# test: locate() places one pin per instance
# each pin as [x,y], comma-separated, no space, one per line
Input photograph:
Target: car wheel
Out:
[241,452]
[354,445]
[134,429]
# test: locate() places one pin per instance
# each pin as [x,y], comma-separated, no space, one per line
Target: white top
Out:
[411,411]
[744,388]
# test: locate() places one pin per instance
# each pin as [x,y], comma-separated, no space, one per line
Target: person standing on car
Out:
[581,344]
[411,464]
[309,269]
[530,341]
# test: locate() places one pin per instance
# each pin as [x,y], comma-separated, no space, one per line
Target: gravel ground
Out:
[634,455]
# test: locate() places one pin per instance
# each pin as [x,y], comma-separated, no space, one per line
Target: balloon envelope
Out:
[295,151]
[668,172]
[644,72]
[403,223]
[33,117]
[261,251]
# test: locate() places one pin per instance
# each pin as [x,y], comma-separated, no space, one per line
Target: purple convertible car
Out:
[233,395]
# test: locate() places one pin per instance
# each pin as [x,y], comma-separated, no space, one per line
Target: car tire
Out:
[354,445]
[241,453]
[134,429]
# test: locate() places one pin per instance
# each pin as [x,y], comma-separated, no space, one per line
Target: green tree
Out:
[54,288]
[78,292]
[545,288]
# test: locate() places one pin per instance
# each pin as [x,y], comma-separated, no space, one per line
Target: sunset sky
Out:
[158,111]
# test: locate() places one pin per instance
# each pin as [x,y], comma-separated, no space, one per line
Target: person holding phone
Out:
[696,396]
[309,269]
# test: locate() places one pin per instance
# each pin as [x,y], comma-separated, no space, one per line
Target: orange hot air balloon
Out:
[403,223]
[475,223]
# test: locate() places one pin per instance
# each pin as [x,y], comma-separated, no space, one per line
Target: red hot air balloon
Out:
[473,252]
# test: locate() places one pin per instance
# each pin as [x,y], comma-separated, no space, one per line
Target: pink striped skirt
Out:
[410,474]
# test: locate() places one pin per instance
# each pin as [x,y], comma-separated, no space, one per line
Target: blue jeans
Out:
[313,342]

──────────────────────────────

Reproduce each entry above exactly, keeping every word.

# test: locate() places one pin per instance
# each pin as [x,y], comma-separated, no space, one per line
Input photograph:
Target: car wheel
Out:
[241,452]
[354,445]
[134,429]
# test: locate() places one pin per instance
# each pin as [x,y], comma-separated, no space, one per line
Target: white top
Out:
[411,411]
[744,388]
# test: locate() places one pin per instance
# each pin as [x,y], comma-separated, no space, one per line
Target: person standing on car
Out:
[581,344]
[411,464]
[309,269]
[530,341]
# test: locate() places one pin per instance
# each pin as [x,y], comma-separated, no space, one per line
Target: gravel ground
Out:
[634,455]
# test: locate() places one pin per instance
# each pin as [x,y], comma-separated, no space, one per line
Target: balloon envelope
Out:
[295,151]
[668,172]
[644,72]
[403,223]
[33,117]
[261,251]
# test: locate() places one pin per instance
# each pin as [x,y], comma-separated, no space, one per line
Target: purple convertible car
Out:
[233,395]
# test: locate() places one pin per instance
# each pin as [x,y], comma-separated, no space, one per line
Target: car tire
Out:
[354,445]
[241,453]
[134,429]
# test: locate() places one pin per instance
# each pin as [x,y], comma-separated, no space, one per line
Target: green tree
Out:
[54,288]
[78,292]
[545,288]
# test: locate() places one pin per instance
# each pin as [x,y], comma-separated, no space, one per line
Target: sunset sky
Out:
[158,111]
# test: locate() places one pin per instance
# each pin as [x,y], comma-separated, no space, one per line
Target: person holding phone
Out:
[696,396]
[309,269]
# test: locate() places one pin per instance
# each pin as [x,y], comma-separated, no space, one per line
Target: orange hot air balloon
Out:
[403,223]
[475,223]
# test: locate() places one pin per instance
# each pin as [x,y], comma-separated, no space, one per line
Target: red hot air balloon
Out:
[473,252]
# test: locate() places one pin per instance
# each pin as [x,y], comma-separated, no space, one per line
Target: pink striped skirt
Out:
[410,474]
# test: locate() places one pin per instance
# each pin as [x,y], comma-separated, no space, one per line
Target: blue jeans
Out:
[313,342]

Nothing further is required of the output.